Data lines:
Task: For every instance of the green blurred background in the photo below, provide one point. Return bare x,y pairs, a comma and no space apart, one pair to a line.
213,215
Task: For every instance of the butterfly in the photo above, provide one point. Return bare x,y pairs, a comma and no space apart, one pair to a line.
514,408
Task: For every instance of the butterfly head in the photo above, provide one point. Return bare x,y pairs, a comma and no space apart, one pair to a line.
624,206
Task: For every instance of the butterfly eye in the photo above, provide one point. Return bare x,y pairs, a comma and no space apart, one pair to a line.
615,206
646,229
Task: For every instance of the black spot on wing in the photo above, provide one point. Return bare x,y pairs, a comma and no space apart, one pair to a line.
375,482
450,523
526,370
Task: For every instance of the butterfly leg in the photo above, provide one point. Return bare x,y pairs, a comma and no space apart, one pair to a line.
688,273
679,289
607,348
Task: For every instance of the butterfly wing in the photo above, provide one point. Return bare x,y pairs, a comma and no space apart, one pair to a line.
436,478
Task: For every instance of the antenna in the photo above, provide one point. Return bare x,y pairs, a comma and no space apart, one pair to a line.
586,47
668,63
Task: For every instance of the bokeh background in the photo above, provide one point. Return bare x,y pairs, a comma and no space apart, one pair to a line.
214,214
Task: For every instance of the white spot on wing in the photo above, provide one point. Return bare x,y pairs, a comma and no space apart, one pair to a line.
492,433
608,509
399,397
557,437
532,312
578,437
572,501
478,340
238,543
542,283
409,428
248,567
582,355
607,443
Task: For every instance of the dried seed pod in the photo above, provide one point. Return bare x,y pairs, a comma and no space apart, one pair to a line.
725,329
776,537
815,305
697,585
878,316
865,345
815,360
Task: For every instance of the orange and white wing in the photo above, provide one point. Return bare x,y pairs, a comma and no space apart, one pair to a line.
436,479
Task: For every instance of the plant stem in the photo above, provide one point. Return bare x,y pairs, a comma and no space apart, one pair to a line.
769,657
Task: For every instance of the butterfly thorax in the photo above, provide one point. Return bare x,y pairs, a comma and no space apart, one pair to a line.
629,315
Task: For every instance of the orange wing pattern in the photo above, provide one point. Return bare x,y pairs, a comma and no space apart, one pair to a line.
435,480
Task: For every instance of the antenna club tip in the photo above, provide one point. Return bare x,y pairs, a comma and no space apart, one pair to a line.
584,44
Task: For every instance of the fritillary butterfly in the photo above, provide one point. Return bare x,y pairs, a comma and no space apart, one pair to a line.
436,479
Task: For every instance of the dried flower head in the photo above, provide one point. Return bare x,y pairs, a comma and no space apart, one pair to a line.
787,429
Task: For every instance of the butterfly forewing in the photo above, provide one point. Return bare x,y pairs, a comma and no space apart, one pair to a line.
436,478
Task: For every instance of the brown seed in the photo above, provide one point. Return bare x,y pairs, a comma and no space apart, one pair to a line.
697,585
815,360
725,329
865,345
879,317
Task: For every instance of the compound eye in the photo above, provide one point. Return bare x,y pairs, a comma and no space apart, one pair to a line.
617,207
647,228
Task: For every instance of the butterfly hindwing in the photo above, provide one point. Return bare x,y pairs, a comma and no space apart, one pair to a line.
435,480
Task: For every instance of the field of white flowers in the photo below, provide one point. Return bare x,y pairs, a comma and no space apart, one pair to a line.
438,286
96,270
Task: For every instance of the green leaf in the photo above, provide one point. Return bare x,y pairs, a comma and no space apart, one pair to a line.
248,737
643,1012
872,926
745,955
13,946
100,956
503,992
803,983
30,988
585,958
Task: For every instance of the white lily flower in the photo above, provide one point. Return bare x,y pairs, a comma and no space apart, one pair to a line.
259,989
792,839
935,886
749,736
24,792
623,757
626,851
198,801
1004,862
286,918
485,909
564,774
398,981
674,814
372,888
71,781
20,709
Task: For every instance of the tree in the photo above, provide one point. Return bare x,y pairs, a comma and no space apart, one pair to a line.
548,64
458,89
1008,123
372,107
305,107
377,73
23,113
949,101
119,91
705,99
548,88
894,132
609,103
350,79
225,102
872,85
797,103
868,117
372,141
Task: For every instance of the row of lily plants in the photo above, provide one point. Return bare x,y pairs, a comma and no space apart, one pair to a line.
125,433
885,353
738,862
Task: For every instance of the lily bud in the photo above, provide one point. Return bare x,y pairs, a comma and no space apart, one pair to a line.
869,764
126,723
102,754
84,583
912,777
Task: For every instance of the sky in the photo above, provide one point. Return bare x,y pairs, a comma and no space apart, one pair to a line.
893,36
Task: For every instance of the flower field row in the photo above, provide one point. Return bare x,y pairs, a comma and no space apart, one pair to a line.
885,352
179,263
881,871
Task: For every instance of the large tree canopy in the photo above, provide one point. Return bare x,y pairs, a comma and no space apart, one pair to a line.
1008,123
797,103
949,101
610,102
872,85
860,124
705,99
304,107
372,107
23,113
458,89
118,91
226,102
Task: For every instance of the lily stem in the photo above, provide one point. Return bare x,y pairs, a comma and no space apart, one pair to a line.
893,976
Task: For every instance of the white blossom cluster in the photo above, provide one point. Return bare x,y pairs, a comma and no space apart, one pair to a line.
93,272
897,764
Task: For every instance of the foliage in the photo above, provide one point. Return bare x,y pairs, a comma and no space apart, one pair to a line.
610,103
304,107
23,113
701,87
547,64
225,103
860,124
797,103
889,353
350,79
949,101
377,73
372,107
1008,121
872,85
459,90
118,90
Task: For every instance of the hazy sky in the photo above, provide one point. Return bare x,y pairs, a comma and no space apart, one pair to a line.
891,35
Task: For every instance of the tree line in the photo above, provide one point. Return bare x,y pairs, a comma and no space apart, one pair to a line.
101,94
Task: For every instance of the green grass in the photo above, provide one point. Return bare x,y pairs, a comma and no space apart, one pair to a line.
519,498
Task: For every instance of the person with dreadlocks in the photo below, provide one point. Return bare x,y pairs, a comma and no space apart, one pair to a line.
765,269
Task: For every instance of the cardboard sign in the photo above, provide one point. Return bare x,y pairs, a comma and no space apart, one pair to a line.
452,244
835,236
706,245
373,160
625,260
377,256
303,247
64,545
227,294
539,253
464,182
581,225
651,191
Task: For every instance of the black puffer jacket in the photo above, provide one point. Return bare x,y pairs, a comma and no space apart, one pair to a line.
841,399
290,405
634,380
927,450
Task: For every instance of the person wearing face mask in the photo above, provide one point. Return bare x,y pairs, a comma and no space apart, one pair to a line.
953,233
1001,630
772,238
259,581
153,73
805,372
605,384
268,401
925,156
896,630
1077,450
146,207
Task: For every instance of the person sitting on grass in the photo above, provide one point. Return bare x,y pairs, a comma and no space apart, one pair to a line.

# WORK TO COMPLETE
Duplicate each line of the material above exactly, leaving nothing out.

# COMPLETE RESPONSE
Task: For every instance of the green blurred background in the photo below, provide one point. Return bare x,y pairs, a comma and no space apart, one pair to a line.
213,215
Task: For every instance of the butterfly in the photo above, provide one point. Return bare x,y pairs, a comma and no space apart, one pair to a line.
514,408
Task: For every instance of the butterfly head in the photo above, provide one point. Return bare x,y pairs, a comma and no space apart, one pair to a line.
624,206
Task: For every instance of the butterfly eye in the photo above, provide one point. Return bare x,y pairs, a comma and no space apart, one pair to a line.
615,206
646,229
Task: For every instance of the black spot on wing in the photo above, provide one point. Return bare x,y pairs, a comma and no space apart, one pair to a line.
375,482
450,523
526,370
Task: For every instance of the butterfly leg in the photo above, provide one point. Return bare x,y pairs, a comma and no space apart, one pair to a line.
688,273
679,289
607,348
Task: For every instance of the butterfly wing in the photo above, provide one point. Return bare x,y pairs, a comma and no space apart, one pair to a line.
436,478
Task: For every instance of the antenna in the photo above, provide one point. Return bare x,y pairs, a comma and no space apart, one pair to a line.
586,47
668,63
Task: For every instance of the bokeh background in the photo above, provide one point. Return bare x,y pairs, a comma and no space apart, one pair to a line.
214,214
Task: For every instance of the white spot on wing in the photo above, provide one point. Return bare x,y pairs, a comma and no space apart, one pair to a line.
492,433
608,509
399,397
557,437
532,312
578,437
572,501
478,340
238,543
542,283
409,428
248,567
582,355
607,443
Task: For every instance of the dried seed pod in the photo above, provide one point. Return bare x,y pairs, a comma and no space apart, one pair to a line.
725,329
776,537
815,305
697,585
878,316
865,345
815,360
Task: For every instance of the orange and white wing in the photo above, provide one point. Return bare x,y pairs, a comma and no space apart, one pair to a line.
436,479
Task: For every instance of the plant stem in the photo above, provide one point. Return bare x,y pairs, a comma and no space apart, one pair to a line.
769,657
Task: For every instance of the butterfly thorax in the photo above, provide one point. Return bare x,y pairs, a comma and no space apart, one pair to a line.
629,315
Task: For every instance of the orange wing pattern in the photo above, provide one point. Return bare x,y pairs, a comma and no space apart, one pair to a line.
435,480
Task: For every instance of the antenna club tip in the photo above, provide one point. Return bare x,y pairs, a comma and no space apart, one pair to a line.
584,44
Task: For every instance of the fritillary butterfly in the photo above, provide one point. Return bare x,y pairs, a comma and no space apart, one pair to a line.
436,479
Task: For every instance of the dried flower head in the photo above, provide one point. Return bare x,y pairs, a comma and no space apart, one pair to a line.
787,429
Task: For every instance of the butterfly forewing in the photo above, provide one point. Return bare x,y pairs, a comma and no space apart, one pair to a line.
436,478
Task: For every instance of the brown seed in the photo above, provide one point. Return bare x,y pairs, a comma and no space apart, one pair to a line.
697,585
815,360
725,329
865,345
879,317
Task: For every instance of the compound eye in the photo above, provide one point. Return bare x,y pairs, a comma and no space apart, one pair to a line.
617,207
647,228
Task: For every instance of the butterfly hindwing in the photo above, provide one point. Return bare x,y pairs, a comma and no space apart, one pair to a line.
435,480
Task: For every instance of the field of white flowers in the photo below, provide one point. Return bare x,y pairs, a comma and no space apart, one pair to a line.
438,286
96,270
Task: For every instance of the green leaf in the photo above, provide one point. Return bare x,y pairs, a comma and no space apart, one pair to a line.
248,737
643,1012
872,926
745,955
13,946
100,956
503,992
803,983
30,988
585,958
Task: For every instance of the white lily flower in the photo above, provide one point. Return bare x,y pairs, a comma and no space apart, one pair to a line.
259,989
792,839
935,886
749,736
24,792
623,757
626,851
198,801
1004,862
286,918
485,909
564,774
398,981
674,814
372,888
71,781
20,709
Task: For every instance of the tree in the photo above, provide one point. Return bare x,y pairs, a comma and no space apart, one pair to a line.
548,64
458,89
1008,123
372,107
305,107
377,73
23,113
949,101
119,91
705,99
548,88
894,132
609,103
350,79
225,102
872,85
797,103
868,117
372,141
Task: For every instance of the row of lily plants in the photo above, provide one point. Return bare x,y pairs, a comma and no space apart, one pair to a line.
125,433
885,353
738,862
Task: For every instance of the lily bud in the photo above, provide one point. Return bare x,y pairs, a comma and no space apart, one pair to a line.
869,764
126,723
102,754
84,583
912,777
Task: For every instance of the sky in the photo above, provide one point. Return bare x,y pairs, a comma and no space apart, one pair to a line.
893,36
Task: For every instance of the flower field row in the photo above, provide one point. Return bare x,y pairs, a comma and no space apart, one pair to a line.
885,352
179,263
881,871
Task: For every instance of the large tree canopy in the photo above, provide one point. Return bare x,y pairs, a comma and no space apart, one pair to a line.
1008,123
797,103
949,101
610,102
872,85
860,124
705,99
304,107
372,107
23,113
458,89
118,91
226,102
Task: For every instance of the lily stem in the photo above, provide one point. Return bare x,y pairs, a comma and no space apart, one pair to a line.
893,976
Task: For every instance of the white blossom cluster in the photo above, provide one point. Return bare x,y pairs, a comma and no space apart, one pair to a line.
93,272
897,764
Task: For every instance of the foliage in the photo above, provide one point. Return bare x,y pairs, a comma and no space apart, one pair to a line.
610,103
304,107
23,113
701,87
547,64
225,103
860,124
797,103
889,353
350,79
949,101
377,73
372,107
1008,121
872,85
459,90
118,90
Task: For every instance of the hazy sky in the photo above, provide one point. Return bare x,y pairs, a comma and no space apart, one pair to a line.
891,35
Task: For every instance of the tree line in the photo above, provide one point. Return bare x,y pairs, a comma and no space apart, one pair to a line.
101,94
Task: For every instance of the green grass in the photo above, provide one point. Return bare x,y pairs, a comma and no space apart, one pair to a line.
519,498
Task: For every instance of the person with dreadlocks in the photo below, provide one point. Return bare x,y pairs, a comma and no space apart, one pair to a line.
765,269
Task: For every instance of the cardboard sign in the photo above, provide one point. Return bare x,y pairs, a comma and no space apart, one pair to a line.
452,244
835,236
706,245
373,160
625,260
377,256
303,247
64,545
227,294
539,253
464,182
581,225
651,191
Task: For every instance of the black puffer jacket in the photo above, provide one point. Return bare x,y pairs, a comma and no space apart, one pair to a line.
841,399
290,405
634,380
927,450
Task: For every instance of the person wearing face mask in the photo above, provide one point. Return bare x,y pairs, a comma and no space apart, one pair to a line.
953,233
1001,630
772,238
259,581
153,73
805,372
605,384
268,401
925,156
896,630
1077,450
146,207
Task: For every instance of the person sitting on grass in the photo above, provide one point. Return bare x,y pairs, a comma and no space apart, one pair to a line.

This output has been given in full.